-- RECORDS PROVIDED start --

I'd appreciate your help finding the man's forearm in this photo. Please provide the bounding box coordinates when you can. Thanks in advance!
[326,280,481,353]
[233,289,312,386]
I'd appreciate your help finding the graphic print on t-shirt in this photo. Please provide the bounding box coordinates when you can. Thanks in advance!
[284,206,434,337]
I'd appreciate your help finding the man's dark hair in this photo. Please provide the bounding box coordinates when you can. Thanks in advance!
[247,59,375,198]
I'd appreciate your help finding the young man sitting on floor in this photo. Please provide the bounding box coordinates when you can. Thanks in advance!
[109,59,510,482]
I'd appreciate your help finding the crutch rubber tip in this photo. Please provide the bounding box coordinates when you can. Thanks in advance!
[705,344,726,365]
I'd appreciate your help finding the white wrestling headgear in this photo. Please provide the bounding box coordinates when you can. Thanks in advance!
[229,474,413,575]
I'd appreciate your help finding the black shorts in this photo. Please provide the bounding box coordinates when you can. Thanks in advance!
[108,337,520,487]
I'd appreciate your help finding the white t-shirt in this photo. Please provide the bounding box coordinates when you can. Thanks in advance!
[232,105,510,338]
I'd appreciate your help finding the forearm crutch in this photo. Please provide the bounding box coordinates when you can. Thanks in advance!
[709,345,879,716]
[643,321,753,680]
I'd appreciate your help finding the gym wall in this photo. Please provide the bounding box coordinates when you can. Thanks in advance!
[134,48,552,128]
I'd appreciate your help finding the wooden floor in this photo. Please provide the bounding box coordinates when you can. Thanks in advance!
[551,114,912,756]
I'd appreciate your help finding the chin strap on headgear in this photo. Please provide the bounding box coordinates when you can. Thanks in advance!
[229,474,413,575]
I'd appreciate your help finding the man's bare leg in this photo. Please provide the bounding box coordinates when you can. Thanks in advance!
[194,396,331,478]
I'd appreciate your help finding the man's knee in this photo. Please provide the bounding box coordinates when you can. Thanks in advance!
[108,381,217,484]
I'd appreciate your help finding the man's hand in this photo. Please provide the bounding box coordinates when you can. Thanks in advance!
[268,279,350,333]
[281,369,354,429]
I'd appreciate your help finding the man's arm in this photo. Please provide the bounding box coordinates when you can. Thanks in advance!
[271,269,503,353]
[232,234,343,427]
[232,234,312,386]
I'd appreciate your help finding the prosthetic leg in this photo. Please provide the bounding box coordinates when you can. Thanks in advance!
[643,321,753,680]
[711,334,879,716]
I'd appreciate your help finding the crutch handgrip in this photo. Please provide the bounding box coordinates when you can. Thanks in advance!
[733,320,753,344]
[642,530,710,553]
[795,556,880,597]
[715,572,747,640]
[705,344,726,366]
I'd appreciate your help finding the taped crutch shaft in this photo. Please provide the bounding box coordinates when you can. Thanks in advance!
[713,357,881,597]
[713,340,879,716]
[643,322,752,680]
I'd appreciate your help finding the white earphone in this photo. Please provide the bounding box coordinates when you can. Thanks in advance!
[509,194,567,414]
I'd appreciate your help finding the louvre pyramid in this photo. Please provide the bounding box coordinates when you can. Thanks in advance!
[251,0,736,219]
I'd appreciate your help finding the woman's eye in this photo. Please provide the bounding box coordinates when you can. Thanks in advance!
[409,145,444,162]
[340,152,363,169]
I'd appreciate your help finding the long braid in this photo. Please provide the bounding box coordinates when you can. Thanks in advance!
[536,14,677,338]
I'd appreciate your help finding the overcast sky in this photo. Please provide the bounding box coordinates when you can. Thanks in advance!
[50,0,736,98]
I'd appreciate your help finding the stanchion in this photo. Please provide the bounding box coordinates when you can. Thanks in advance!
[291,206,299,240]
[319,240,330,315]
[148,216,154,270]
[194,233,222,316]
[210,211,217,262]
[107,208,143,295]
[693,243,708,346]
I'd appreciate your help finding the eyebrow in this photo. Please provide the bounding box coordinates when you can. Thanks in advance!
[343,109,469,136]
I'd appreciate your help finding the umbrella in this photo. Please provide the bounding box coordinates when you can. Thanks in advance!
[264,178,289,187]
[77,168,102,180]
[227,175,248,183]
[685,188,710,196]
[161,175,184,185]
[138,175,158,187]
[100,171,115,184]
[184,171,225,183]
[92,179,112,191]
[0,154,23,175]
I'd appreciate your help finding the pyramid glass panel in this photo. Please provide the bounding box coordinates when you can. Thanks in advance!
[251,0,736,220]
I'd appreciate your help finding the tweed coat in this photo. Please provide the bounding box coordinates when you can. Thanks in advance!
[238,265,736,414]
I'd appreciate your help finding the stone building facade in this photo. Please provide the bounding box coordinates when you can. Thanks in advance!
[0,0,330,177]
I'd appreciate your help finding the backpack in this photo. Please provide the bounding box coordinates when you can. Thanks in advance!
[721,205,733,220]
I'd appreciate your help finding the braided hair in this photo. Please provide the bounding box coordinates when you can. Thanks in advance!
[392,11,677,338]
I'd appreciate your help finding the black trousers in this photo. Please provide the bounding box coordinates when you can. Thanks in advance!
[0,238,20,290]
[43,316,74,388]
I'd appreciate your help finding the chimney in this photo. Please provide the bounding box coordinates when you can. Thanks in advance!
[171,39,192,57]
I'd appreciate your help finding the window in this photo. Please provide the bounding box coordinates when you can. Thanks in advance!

-- RECORDS PROVIDED end --

EXERCISE:
Reproduce the material word for word, from the line with "I'd appreciate your help finding the woman's" to the line with "[43,316,74,388]", including both of those lines.

RESULT:
I'd appreciate your help finding the woman's eye in this photo. Please provide the bounding box coordinates when you can. Thanks in advance!
[409,145,444,162]
[340,152,363,169]
I'd appreciate your help finding the long braid in this photo. Please provide the bounding box coordinates when you can. Thanks in advance!
[536,14,677,338]
I'd appreciate your help finding the overcast sky in this photo. Please provide the bounding box coordinates when you can. Thanks in advance!
[50,0,736,98]
I'd appreciate your help finding the stanchion in this photo. Please provide the bounding box coordinates when you can. Thanks in advance!
[291,206,299,240]
[319,240,330,315]
[148,216,154,270]
[194,233,222,316]
[210,211,217,262]
[107,208,143,295]
[693,243,708,346]
I'd appreciate your help finding the eyebrow in this photo. Please provide the bounding box coordinates when you can. Thanks in advance!
[343,109,469,136]
I'd appreciate your help finding the umbrella in this photo. Please provide the bounding box coordinates when you can. Thanks in advance!
[264,178,289,187]
[77,168,102,180]
[227,175,248,183]
[685,188,710,196]
[161,175,184,185]
[138,175,158,187]
[100,171,115,184]
[184,171,225,183]
[92,179,112,191]
[0,154,23,175]
I'd appreciate your help finding the pyramid glass panel in this photo. Please provide the bounding box coordinates when you can. Thanks in advance!
[251,0,736,220]
I'd appreciate your help finding the tweed coat in this photo. Please provide the bounding box coordinates when you can. Thanks in advance!
[238,265,736,414]
I'd appreciate your help finding the stone building facade in this photo. Please provide the bounding box coordinates when you can. Thanks in advance!
[0,0,330,177]
I'd appreciate your help finding the backpack in this photo. Please provide the bounding box coordinates when you can. Thanks in advance!
[721,205,733,220]
I'd appreciate your help finding the braided hair in this photo. Please provide the bounding box coordinates when you can. Thanks in advance!
[392,11,677,338]
I'd appreciate your help finding the black trousers in this photo. Please provide the bounding box coordinates when you can. Thanks in advance!
[0,238,20,290]
[43,316,74,388]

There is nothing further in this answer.